§ **Exercise description**: All lines holding the word "gray" should be located in the records and copied.

§ **Records supplied**:
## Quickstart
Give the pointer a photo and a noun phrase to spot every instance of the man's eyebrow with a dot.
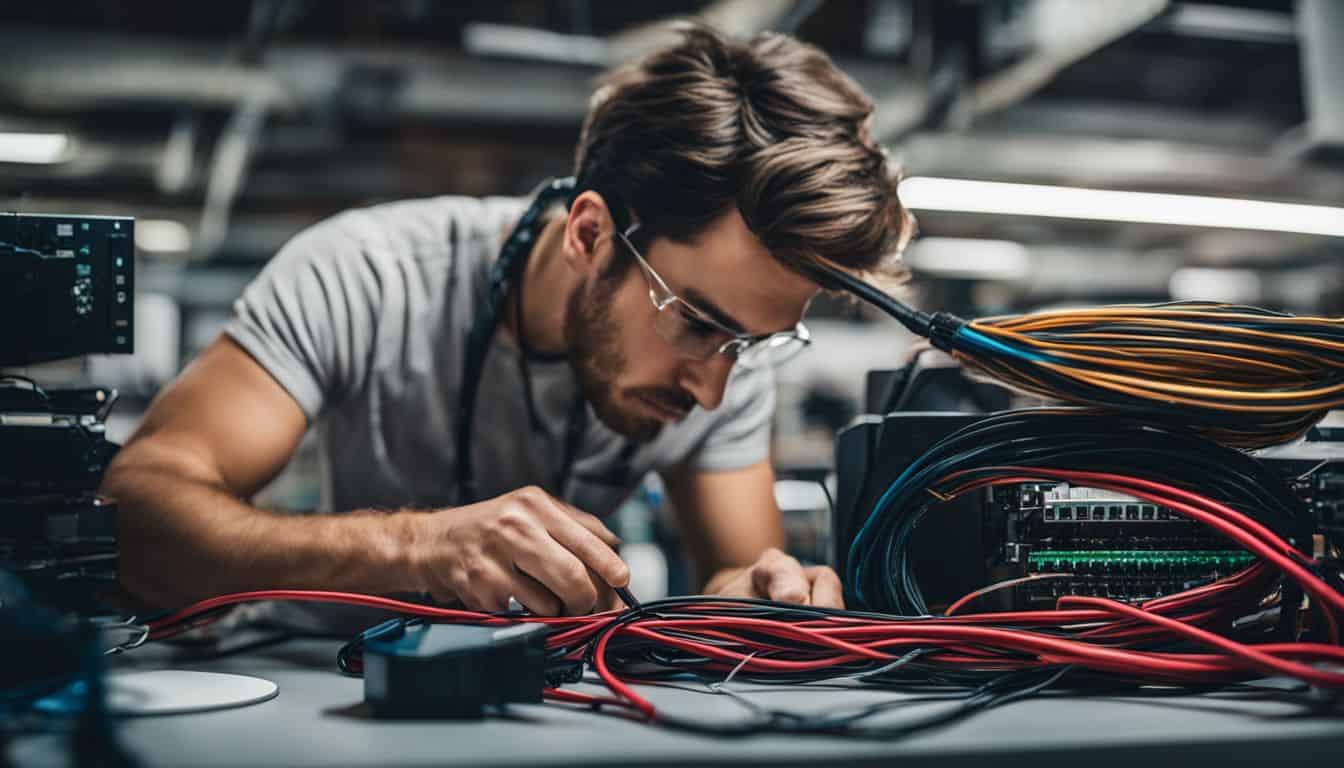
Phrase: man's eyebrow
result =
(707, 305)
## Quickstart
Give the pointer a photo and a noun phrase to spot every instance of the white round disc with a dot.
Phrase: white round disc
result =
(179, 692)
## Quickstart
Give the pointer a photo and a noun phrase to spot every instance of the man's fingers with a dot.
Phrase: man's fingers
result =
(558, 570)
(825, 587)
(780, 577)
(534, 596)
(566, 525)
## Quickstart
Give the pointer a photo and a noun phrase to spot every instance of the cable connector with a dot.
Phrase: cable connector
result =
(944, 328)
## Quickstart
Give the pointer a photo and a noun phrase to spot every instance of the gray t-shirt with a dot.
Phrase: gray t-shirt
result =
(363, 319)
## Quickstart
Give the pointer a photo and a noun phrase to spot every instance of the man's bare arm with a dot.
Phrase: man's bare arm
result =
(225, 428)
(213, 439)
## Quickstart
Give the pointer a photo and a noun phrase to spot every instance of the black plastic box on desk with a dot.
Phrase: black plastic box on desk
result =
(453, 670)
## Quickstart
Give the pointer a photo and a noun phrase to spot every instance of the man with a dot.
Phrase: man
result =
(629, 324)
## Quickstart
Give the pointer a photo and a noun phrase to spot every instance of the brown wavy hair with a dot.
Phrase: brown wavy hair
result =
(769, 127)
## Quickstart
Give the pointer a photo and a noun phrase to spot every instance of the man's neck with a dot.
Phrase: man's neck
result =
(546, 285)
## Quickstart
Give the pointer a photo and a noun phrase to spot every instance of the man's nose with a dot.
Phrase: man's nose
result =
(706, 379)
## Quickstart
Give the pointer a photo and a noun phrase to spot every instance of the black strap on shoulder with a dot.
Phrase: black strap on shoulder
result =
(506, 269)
...
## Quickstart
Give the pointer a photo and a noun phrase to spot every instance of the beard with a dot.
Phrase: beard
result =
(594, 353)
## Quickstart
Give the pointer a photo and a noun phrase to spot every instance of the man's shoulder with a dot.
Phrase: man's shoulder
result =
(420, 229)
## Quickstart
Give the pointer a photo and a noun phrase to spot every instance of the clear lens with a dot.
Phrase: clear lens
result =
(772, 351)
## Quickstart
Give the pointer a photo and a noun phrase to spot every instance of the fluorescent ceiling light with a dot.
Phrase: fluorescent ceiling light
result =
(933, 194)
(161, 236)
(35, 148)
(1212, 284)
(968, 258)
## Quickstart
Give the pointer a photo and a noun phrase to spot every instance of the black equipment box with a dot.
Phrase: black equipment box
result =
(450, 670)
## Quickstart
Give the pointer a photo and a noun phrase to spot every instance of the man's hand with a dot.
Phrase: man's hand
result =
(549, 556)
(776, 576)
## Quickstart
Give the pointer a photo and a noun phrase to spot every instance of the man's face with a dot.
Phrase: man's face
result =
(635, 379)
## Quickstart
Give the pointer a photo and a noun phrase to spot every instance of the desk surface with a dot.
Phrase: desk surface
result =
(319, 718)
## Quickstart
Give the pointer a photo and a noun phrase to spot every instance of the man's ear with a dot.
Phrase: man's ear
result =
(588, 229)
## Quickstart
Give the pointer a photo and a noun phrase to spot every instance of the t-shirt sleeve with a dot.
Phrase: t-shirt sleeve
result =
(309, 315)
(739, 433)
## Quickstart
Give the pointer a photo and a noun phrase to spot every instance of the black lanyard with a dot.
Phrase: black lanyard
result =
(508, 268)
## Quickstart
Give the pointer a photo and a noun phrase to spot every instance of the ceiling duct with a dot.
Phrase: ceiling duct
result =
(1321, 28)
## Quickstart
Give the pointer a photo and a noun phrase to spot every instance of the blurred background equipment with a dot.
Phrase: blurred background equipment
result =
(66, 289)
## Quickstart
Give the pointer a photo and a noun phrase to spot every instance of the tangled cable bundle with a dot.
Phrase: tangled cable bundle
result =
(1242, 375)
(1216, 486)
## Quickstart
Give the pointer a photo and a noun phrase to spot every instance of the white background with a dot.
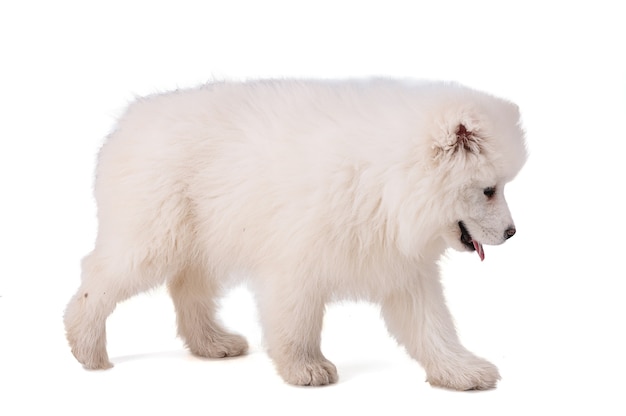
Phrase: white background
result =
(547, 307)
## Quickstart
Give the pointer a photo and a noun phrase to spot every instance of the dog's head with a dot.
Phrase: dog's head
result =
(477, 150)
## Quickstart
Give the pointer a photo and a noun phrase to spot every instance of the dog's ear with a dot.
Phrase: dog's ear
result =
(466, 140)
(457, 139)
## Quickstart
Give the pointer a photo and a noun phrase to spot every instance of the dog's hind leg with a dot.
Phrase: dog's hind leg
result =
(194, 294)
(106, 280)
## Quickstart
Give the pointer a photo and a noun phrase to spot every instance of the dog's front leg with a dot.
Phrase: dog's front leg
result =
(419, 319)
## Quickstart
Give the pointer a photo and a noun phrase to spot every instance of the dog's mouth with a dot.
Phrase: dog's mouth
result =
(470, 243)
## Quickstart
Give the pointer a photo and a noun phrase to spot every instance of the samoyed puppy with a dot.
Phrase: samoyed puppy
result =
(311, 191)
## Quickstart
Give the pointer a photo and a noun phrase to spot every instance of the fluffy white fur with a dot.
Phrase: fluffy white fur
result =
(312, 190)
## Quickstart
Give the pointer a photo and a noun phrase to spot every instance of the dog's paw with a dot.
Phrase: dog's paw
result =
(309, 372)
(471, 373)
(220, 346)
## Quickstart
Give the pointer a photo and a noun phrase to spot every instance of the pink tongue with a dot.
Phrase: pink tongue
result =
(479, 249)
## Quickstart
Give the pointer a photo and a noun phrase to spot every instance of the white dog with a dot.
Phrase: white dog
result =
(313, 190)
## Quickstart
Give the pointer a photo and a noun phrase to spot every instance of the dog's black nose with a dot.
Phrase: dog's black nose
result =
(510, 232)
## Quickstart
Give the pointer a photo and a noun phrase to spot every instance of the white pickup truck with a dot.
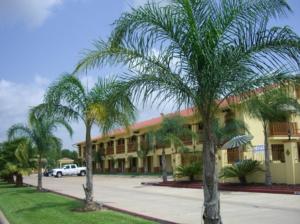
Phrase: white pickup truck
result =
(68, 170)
==
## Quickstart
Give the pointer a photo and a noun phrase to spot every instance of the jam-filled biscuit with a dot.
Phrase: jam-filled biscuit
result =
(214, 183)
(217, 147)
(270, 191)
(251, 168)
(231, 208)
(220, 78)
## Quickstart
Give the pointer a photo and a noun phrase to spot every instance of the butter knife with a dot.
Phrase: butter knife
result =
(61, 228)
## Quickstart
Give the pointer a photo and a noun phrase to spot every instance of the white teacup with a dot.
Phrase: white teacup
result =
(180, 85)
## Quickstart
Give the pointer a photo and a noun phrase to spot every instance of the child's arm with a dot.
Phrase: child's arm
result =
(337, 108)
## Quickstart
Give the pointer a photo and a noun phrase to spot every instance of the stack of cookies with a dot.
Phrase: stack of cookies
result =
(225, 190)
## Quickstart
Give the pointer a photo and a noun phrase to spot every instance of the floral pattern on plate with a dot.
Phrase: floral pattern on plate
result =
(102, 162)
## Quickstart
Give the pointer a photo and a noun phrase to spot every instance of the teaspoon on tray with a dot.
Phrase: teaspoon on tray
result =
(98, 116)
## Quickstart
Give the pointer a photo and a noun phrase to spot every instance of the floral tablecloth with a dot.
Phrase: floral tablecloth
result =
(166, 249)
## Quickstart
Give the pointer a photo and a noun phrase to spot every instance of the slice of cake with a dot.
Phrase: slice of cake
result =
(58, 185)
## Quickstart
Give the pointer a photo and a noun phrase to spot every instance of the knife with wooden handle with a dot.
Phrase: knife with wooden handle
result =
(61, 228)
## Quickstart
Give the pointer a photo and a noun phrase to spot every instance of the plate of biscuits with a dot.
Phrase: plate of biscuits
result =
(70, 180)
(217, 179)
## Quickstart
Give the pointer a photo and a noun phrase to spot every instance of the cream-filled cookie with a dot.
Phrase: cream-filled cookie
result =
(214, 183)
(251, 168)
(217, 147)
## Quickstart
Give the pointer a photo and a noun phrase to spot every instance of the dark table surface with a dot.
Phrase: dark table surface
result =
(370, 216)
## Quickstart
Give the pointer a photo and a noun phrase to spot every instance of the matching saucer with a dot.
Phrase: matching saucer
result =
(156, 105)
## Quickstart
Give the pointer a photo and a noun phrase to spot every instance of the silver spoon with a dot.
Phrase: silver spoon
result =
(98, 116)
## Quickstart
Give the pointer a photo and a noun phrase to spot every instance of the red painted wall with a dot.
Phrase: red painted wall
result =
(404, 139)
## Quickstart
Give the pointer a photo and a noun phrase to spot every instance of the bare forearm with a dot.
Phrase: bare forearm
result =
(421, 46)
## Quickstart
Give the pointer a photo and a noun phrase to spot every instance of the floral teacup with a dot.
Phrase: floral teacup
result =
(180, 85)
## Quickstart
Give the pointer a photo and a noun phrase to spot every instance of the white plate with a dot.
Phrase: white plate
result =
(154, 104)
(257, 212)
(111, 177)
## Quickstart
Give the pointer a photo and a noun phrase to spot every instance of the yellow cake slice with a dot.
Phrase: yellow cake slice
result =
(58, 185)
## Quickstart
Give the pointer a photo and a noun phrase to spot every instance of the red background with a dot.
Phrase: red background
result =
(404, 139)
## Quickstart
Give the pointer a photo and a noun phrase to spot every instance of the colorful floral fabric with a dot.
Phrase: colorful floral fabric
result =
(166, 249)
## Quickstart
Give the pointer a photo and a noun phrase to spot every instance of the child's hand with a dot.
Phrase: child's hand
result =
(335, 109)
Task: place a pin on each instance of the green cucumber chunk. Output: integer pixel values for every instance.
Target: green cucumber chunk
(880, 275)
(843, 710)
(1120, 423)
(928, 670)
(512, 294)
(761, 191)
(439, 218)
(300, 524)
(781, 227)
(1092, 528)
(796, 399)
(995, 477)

§ **Exercise output**:
Give the pointer a photo and a noun phrase to spot every instance of the gray t-shirt with a dot.
Phrase: gray t-shirt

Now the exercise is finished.